[WORK TO COMPLETE]
Display, unchanged, every line of the data below that contains the string "hurdle".

[RECORDS FOR THIS EXERCISE]
<<<<

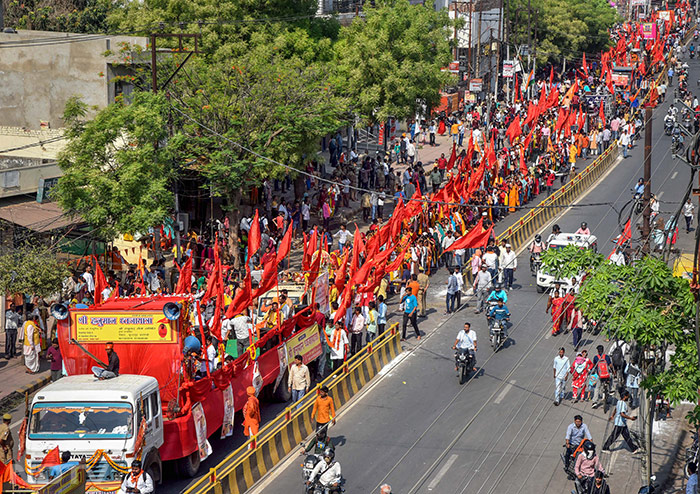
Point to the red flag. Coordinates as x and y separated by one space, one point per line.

>>>>
<<<<

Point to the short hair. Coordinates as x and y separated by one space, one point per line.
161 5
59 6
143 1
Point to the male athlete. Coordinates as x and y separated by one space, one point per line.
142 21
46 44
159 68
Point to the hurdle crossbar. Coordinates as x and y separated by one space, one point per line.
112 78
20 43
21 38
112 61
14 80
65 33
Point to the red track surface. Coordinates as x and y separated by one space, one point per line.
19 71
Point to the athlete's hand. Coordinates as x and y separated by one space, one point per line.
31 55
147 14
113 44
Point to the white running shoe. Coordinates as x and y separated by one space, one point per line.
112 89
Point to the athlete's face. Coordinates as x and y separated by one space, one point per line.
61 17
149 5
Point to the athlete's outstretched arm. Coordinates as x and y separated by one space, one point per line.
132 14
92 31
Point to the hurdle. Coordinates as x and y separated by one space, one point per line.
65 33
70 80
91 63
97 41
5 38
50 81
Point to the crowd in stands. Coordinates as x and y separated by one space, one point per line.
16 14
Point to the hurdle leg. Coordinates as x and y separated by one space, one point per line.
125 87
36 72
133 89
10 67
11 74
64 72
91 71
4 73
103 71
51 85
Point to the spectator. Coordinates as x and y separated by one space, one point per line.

>>>>

[ANSWER TO THE EXERCISE]
Point to the hurdle crossbar. Coordinates as x and y separated by one space, one point per line.
Point to the hurdle. Coordinates as x and y separated by one space, one point per line.
Point to the hurdle leg. Coordinates as x and y separated by one space, one point per line.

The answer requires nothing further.